**What you should do**
Show the lines of the material that contain the word "annotate".

**Task inputs**

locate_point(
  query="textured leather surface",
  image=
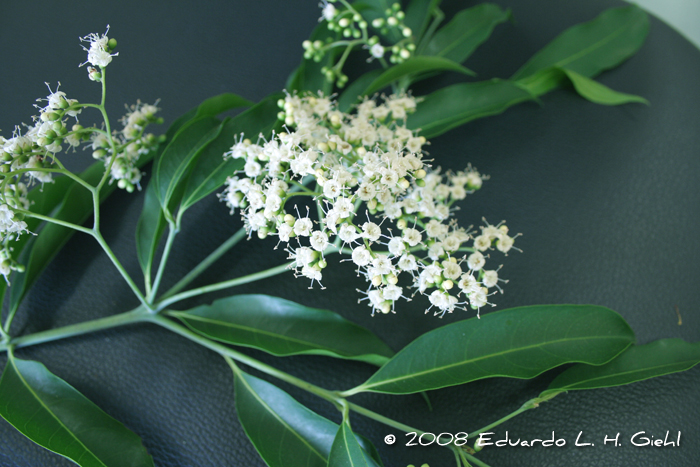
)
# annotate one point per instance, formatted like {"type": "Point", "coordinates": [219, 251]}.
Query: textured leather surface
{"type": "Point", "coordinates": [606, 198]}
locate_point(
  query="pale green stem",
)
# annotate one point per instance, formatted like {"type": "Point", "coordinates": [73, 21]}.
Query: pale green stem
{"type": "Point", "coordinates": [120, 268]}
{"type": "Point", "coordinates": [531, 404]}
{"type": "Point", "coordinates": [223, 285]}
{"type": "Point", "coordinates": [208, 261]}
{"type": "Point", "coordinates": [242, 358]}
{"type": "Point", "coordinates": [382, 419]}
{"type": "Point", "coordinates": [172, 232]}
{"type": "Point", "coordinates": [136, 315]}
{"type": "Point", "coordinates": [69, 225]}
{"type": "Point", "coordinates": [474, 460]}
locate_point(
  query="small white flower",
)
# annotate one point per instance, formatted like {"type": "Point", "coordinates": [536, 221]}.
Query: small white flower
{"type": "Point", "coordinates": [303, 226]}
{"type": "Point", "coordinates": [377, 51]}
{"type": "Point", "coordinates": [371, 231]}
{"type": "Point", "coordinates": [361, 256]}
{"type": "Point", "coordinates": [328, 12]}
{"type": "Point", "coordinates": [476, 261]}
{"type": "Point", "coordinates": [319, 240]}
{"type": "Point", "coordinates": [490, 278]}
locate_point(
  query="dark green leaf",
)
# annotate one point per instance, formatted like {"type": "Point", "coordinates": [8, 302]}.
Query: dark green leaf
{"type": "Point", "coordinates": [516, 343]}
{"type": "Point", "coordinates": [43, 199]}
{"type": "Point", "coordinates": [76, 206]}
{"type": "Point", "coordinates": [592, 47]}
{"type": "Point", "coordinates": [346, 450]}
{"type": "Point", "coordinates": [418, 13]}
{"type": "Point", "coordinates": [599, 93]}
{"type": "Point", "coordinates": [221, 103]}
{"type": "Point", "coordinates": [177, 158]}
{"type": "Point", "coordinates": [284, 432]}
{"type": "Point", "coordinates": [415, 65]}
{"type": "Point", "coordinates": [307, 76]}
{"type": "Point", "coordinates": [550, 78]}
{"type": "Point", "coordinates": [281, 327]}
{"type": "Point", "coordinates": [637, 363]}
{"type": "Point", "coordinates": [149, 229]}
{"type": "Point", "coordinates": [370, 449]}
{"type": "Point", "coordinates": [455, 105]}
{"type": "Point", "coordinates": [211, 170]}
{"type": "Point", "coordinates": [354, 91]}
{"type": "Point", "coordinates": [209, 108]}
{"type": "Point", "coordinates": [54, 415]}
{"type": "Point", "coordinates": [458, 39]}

...

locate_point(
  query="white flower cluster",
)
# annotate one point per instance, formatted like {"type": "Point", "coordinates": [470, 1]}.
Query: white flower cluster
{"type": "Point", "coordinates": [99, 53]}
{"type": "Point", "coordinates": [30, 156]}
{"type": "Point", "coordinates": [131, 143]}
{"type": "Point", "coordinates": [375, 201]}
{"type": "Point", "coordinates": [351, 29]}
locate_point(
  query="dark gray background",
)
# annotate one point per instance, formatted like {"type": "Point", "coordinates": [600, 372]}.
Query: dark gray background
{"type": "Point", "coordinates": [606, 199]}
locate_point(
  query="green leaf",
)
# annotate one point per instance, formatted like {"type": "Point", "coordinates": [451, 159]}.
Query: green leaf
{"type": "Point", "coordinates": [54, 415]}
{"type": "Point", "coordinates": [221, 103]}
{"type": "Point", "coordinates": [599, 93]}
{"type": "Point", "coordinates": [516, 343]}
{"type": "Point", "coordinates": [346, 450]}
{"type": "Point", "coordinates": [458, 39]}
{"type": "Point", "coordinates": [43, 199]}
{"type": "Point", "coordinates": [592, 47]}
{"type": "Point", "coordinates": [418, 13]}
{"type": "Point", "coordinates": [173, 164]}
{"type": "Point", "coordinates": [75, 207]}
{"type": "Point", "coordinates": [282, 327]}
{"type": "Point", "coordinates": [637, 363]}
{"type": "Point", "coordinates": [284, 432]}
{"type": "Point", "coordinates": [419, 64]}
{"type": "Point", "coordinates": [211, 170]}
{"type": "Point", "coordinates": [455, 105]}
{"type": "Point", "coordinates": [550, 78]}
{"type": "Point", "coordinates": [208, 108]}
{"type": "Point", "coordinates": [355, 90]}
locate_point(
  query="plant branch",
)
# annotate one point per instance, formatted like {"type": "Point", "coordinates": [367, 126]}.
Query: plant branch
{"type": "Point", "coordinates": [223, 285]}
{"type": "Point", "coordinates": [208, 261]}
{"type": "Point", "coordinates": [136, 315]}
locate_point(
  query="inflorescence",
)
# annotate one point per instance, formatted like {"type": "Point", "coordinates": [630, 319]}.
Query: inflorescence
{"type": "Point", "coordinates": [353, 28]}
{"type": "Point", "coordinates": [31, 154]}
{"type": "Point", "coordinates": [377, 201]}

**Answer to this problem**
# annotate one point per instance, formatted like {"type": "Point", "coordinates": [219, 251]}.
# annotate one point per instance, formatted like {"type": "Point", "coordinates": [73, 21]}.
# annotate one point per instance, formatted like {"type": "Point", "coordinates": [536, 221]}.
# annotate one point per instance, formatted like {"type": "Point", "coordinates": [8, 302]}.
# annotate one point per instance, formatted like {"type": "Point", "coordinates": [470, 1]}.
# annotate one point per instance, formatted like {"type": "Point", "coordinates": [600, 372]}.
# annotate one point per instance, formatted like {"type": "Point", "coordinates": [451, 159]}.
# annotate one point per instance, formatted like {"type": "Point", "coordinates": [367, 126]}.
# annotate one point per instance, formatted like {"type": "Point", "coordinates": [630, 319]}.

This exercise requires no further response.